==== Document text ====
The Books Briefing: What Happens When You Lose the Place You Come From
The fractured paths leading away from a homeland: Your weekly guide to the best in books

In our latest cover story, Vann R. Newkirk II details how 1 million black families were forced off their farmland, a loss that translates to about $3.7 billion to $6.6 billion in today’s dollars. Such stories of displacement—the loss of property, or the loss of a home—are compelling subjects for many authors, who delve into the histories of real and fictional people to reflect on what it means to part with the place you come from.
Nicole Dennis-Benn’s novel Patsy moves between Jamaica and Brooklyn to tell the story of a mother who leaves her homeland and her daughter behind—a separation that leaves both characters struggling to find autonomy in either setting. The black women whose stories are documented in Saidiya Hartman’s book Wayward Lives, Beautiful Experiments quietly became models of personal liberation during the Great Migration, amid a larger struggle for women to live as they pleased. Isabel Wilkerson writes a wider chronicle of black families’ exodus from the South after emancipation in her indispensable work The Warmth of Other Suns, which approaches the period’s history through the biographies of actual migrants.
==== Data provided ====
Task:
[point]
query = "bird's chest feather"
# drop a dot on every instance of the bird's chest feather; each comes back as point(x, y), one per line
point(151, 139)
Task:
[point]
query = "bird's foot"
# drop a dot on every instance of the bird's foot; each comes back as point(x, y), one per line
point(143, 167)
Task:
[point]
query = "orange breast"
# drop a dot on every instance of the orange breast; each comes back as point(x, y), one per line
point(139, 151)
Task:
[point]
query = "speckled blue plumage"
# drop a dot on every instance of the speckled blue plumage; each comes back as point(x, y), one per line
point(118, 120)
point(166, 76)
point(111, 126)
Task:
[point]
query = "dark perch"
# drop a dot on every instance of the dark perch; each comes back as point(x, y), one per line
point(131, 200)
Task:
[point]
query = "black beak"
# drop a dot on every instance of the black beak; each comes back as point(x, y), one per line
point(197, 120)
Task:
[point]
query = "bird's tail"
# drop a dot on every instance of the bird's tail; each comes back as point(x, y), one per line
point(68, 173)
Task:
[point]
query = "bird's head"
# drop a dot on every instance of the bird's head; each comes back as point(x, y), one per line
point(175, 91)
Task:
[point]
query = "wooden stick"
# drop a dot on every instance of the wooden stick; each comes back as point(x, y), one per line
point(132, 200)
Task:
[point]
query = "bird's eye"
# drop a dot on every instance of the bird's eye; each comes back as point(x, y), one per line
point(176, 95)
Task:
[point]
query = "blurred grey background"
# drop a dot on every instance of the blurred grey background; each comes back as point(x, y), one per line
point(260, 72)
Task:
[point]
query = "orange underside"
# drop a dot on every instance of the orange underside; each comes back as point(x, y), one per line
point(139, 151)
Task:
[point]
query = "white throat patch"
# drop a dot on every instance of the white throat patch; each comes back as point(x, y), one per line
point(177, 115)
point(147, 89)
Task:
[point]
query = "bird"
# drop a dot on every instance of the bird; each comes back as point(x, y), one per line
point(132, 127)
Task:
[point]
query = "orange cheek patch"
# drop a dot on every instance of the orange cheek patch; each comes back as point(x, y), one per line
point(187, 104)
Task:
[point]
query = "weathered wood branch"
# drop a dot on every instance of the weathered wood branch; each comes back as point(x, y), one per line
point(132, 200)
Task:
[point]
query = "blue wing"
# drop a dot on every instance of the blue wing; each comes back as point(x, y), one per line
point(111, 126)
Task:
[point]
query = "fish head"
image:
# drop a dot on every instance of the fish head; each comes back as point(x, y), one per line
====
==== Data provided ====
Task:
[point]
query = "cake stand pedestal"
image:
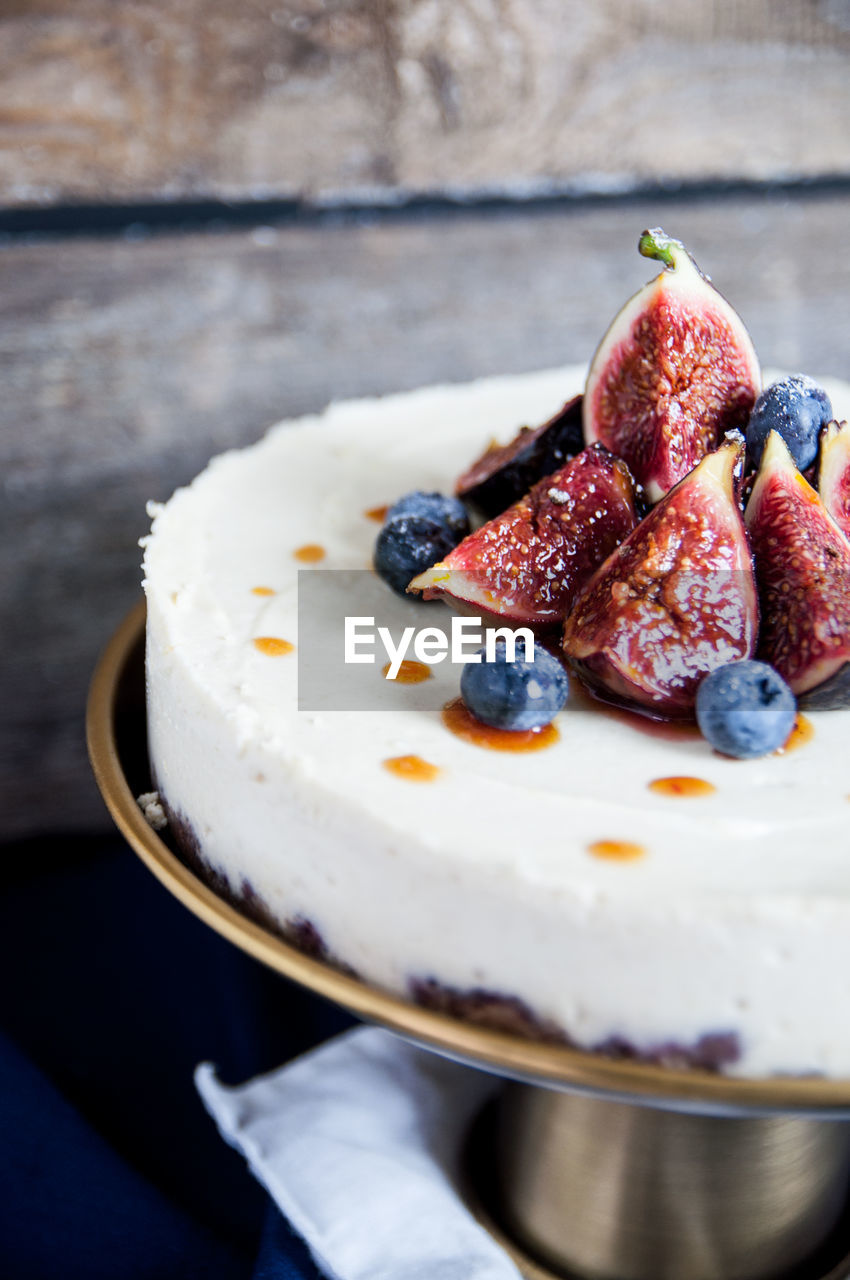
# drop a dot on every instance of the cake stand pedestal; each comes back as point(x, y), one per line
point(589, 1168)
====
Required work:
a: In the books briefing, write out everything from "The Books Briefing: What" down to "you come from.".
b: According to the books briefing, between which two places does the novel Patsy move?
c: Pick up the books briefing on losing one's homeland after its final sentence and keep writing.
The extracted records have no connection to the books briefing on losing one's homeland.

Responses to the exercise:
a:
The Books Briefing: What Happens When You Lose the Place You Come From
The fractured paths leading away from a homeland: Your weekly guide to the best in books

In our latest cover story, Vann R. Newkirk II details how 1 million black families were forced off their farmland, a loss that translates to about $3.7 billion to $6.6 billion in today’s dollars. Such stories of displacement—the loss of property, or the loss of a home—are compelling subjects for many authors, who delve into the histories of real and fictional people to reflect on what it means to part with the place you come from.

b: Jamaica and Brooklyn

c:
Chitra Divakaruni’s protagonist in Queen of Dreams, a first-generation Indian American woman, is overcome with thoughts of her ancestral home, which is largely an untold mystery to her. And Exit West, by Mohsin Hamid, imagines the world as a place where all people are or will become foreigners of sorts, with only fading memories of their history and heritage.
Each week in the Books Briefing, we thread together Atlantic stories on books that share similar ideas. Check out past issues here.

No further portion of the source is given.